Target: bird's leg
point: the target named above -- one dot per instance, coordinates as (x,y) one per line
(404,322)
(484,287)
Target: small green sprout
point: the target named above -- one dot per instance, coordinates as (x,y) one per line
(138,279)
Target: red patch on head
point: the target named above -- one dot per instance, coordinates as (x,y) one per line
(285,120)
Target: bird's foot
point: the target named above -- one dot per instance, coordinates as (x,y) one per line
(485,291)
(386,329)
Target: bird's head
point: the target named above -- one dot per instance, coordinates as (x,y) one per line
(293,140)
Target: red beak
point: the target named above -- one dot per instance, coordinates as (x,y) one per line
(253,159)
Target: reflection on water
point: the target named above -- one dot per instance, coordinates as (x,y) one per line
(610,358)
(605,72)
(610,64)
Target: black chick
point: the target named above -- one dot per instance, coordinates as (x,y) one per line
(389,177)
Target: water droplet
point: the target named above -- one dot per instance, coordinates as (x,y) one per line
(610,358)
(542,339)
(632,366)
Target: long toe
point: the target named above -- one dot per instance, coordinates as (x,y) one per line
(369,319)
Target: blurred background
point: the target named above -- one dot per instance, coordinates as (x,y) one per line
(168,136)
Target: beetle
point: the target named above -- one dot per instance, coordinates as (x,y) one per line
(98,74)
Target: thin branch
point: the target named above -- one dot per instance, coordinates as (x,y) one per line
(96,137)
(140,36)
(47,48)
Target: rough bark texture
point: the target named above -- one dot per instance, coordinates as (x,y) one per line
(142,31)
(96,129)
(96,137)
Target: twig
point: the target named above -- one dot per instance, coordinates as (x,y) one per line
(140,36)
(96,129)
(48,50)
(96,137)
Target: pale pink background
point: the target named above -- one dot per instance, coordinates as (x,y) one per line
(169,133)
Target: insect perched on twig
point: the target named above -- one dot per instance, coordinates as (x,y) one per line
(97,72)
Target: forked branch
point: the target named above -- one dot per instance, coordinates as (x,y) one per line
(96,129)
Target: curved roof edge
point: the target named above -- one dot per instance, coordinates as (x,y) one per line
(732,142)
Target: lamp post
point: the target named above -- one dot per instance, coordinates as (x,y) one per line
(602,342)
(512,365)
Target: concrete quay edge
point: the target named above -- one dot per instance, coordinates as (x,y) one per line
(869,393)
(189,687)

☆ ☆ ☆ ☆ ☆

What is the number of lines in the data above that include the word "water"? Answer with that number only.

2